» Conjunto de tareas:
a. ¿Podrías copiar el pasaje del texto sobre Aristóteles y la voluntad que empieza con "Hay pues una" y sigue hasta "objeto el bien.", sustituyendo "potencia" por "facultad"?
b. ¿Cómo seguiría el texto sobre Aristóteles y la voluntad? Escribe la parte siguiente a partir de su última frase.

» Artículo:

Resultaría superficial estimar que el Filósofo ha tomado aquí por la calle de en medio o que ha realizado el juicio de Salomón. De ninguna manera, sino que más bien la solución ha acertado a navegar entre Escila y Caribdis –el intelectualismo moral y el relativismo–, justo en la medida en que la aporía ha queda- do iluminada desde arriba, desde la perspectiva del método. Repárese en lo que añade Aristóteles justo a continuación: “Así para el hombre bueno [el bien será] lo que en verdad lo es; para el malo cualquier cosa […] El bueno, efectivamente, juzga bien en todas las cosas y en todas ellas se le muestra la verdad” [19].
Hay pues una verdad específica de la voluntad con arreglo a la que puede decirse que ésta es la potencia que de manera absoluta tiene por objeto el bien.
Pero entonces con la voluntad tiene que ver también el método sin que por ello se desatienda la disposición interna del sujeto o se reduzca la virtud a mero conocimiento. No obstante, eso significa que en último término, también el sentido prevalente de la acción moral es el descenso. Intentaré explicar esta última tesis, especialmente porque su posición no llega a ser en último término nítida en el propio Aristóteles.
La acción moral vista en sentido ascendente sería aquélla que hace bueno al hombre. En sentido descendente, en cambio, sería la realizada por el hombre bueno. Reparemos en que la duplicidad reproduce la que corresponde al adelantamiento de la acción práctica al tiempo sólo que ahora la dualidad queda emplazada en el interior del sujeto. Pero, emplazada dentro, la propia dualidad se dobla, porque no sólo afecta al doble sentido direccional aludido –descenso y ascenso– sino que junto con él invoca una instancia antropológica nueva: la voluntad. La relación trascendental con la voluntad añade al ser un significado nuevo: el bien. El bien añade al ser una diferencia cuya consideración interna al sujeto exige asimismo una consideración diferencial del acto que a él se refiere. El método exige descender desde esta nueva diferencia de acto hasta su potencia –la voluntad–, y no a la inversa.

» Material:
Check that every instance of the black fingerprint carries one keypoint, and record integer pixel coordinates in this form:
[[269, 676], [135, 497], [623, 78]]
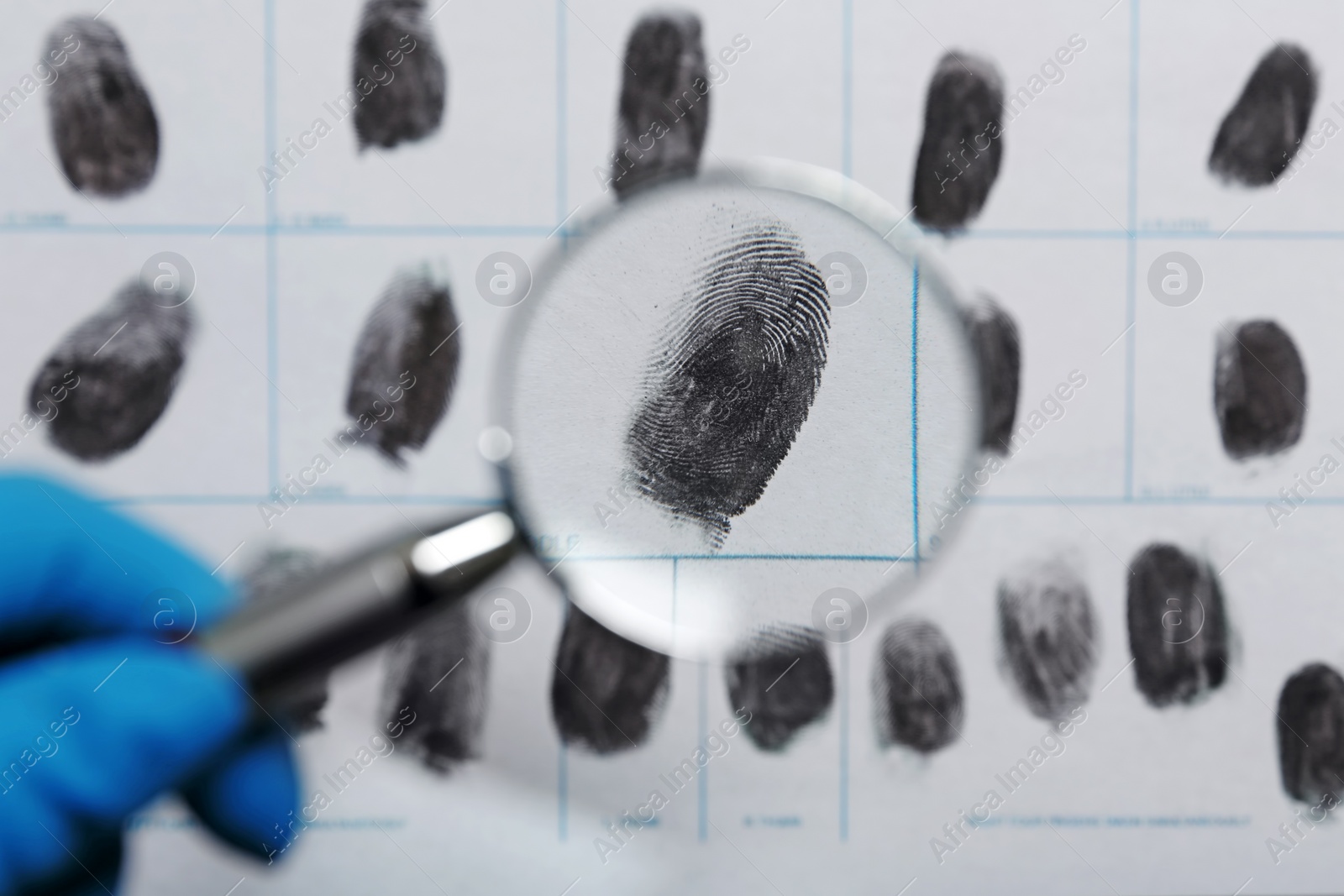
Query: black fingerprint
[[1178, 626], [1260, 390], [121, 367], [664, 102], [437, 676], [783, 678], [606, 692], [405, 364], [268, 582], [1048, 636], [739, 367], [1263, 130], [398, 74], [1310, 734], [917, 688], [999, 355], [102, 121], [963, 144]]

» Respuestas por tarea:
a.
Hay pues una verdad específica de la voluntad con arreglo a la que puede decirse que ésta es la facultad que de manera absoluta tiene por objeto el bien.

b.
También el conocimiento teórico plantea el problema de la prioridad de su sentido orientativo: descenso o ascenso. En el plano del querer, el ascenso del acto de la voluntad es patente si se enfoca como tensión interna del sujeto hacia el bien otro. Si este bien otro es el verdadero –no sólo el aparente–, su elección libre redunda en la virtud moral, que es por lo tanto elevación, ascenso de la potencia volitiva. Así se hace bueno el hombre, realizando buenas acciones.
Si a continuación se dice que es bueno el hombre que realiza la acción como lo hace el hombre bueno, o, de manera equivalente, como hemos leído en Aristóteles, que elige lo bueno aquél que percibe el verdadero bien porque él mismo es bueno, entonces el acto de querer se toma en descenso. Esta segunda perspectiva es más elevada que la anterior, puesto que toma como referencia la prioridad del acto en lugar de fijarse en la anterioridad (temporal) de la potencia. De una manera análoga el método expone el conocimiento en descenso desde el intelecto agente, que es la instancia más excelente. La coherencia aristotélica de Polo va más allá del propio Estagirita al destacar que los hábitos son actos en sentido más eminente que las operaciones. En el orden del querer la prioridad del acto ha de significar también la prioridad de la vía metódica que desciende.
Ahora bien, ocurre también aquí como en la doctrina metódica sobre el conocimiento teórico. Si la raíz última de la acción moral es la voluntad, entonces no cabe la prioridad de la vía metódica que desciende, porque ésta última se trunca. El truncarse en cuestión se manifiesta en que aflora una específica aporía de principio justo en el entorno de la noción sobre la que recae el foco de la atención metódica. La noción es la voluntad y su aporética específica –de acuerdo con la formulación aristotélica– ha quedado expuesta.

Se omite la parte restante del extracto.